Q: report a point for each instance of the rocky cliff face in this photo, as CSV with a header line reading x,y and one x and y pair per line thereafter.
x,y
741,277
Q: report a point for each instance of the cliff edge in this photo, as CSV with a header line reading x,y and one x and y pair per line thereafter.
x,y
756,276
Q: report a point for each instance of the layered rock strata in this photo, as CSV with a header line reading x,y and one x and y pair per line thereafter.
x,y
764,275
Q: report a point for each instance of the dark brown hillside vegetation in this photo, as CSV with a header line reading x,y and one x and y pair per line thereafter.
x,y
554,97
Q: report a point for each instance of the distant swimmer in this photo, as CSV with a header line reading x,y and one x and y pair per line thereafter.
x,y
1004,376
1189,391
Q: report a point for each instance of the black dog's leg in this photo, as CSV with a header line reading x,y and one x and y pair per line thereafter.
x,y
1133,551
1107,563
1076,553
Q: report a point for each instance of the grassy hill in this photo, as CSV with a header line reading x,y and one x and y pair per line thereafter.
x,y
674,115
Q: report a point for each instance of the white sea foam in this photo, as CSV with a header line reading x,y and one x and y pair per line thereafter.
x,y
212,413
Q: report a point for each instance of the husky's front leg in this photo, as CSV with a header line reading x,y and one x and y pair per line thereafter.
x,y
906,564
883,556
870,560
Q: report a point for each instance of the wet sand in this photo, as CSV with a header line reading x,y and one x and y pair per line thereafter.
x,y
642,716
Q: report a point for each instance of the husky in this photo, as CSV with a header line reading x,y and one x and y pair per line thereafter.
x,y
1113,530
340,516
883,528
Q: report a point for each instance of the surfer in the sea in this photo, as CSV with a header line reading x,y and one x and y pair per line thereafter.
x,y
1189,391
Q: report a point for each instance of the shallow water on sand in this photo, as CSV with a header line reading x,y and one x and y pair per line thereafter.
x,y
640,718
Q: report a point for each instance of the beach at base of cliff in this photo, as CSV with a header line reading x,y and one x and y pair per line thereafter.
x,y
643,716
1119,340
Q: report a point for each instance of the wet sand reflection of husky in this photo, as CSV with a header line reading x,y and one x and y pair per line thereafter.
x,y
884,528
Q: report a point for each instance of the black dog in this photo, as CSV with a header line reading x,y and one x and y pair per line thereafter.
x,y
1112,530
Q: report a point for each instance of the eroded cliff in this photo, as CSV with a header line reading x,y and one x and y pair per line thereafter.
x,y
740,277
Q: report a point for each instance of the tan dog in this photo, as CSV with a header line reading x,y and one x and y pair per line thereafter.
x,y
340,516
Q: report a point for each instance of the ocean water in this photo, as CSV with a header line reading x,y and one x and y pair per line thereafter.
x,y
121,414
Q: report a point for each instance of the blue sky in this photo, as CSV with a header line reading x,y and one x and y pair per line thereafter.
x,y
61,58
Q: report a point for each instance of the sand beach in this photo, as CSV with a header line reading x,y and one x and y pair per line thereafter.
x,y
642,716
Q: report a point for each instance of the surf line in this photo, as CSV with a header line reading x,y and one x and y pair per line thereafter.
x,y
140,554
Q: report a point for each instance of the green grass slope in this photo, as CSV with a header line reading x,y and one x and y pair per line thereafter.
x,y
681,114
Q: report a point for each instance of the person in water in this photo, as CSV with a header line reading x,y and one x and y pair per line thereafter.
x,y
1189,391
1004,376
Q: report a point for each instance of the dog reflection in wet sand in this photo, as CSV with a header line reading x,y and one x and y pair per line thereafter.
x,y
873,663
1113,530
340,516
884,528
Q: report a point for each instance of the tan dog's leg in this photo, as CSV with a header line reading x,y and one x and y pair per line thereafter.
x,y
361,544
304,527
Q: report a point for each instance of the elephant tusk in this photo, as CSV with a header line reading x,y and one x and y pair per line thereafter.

::::::::::

WRITTEN INSTRUCTION> Please quote exactly the lines from the one containing "Q: report a point for each instance of the green" through the last line of the records above, both included, and nothing else.

ANSWER TO THE TASK>
Q: report a point for each instance of the green grass slope in this photo, as CSV with a header line reading x,y and one x and y pair per line thereafter.
x,y
681,114
Q: report a point for each instance of the person in water in this photo, as CSV with a header line reading x,y and one x and y pair per line thereafter.
x,y
1189,391
1004,376
Q: report a point for each instance of the dog reflection in wet sand in this photo, as CSV with a header line reading x,y and one x and y pair per line thereafter.
x,y
873,663
1113,530
340,516
884,528
Q: report a point for each instance of the tan dog's leg in this photo, as CSV with a header line reading x,y and one x and y pair per line thereafter.
x,y
361,544
304,527
Q: report a point for each instance of the elephant tusk in this photo, as CSV with a header line reading x,y and one x and y pair per line thereafter.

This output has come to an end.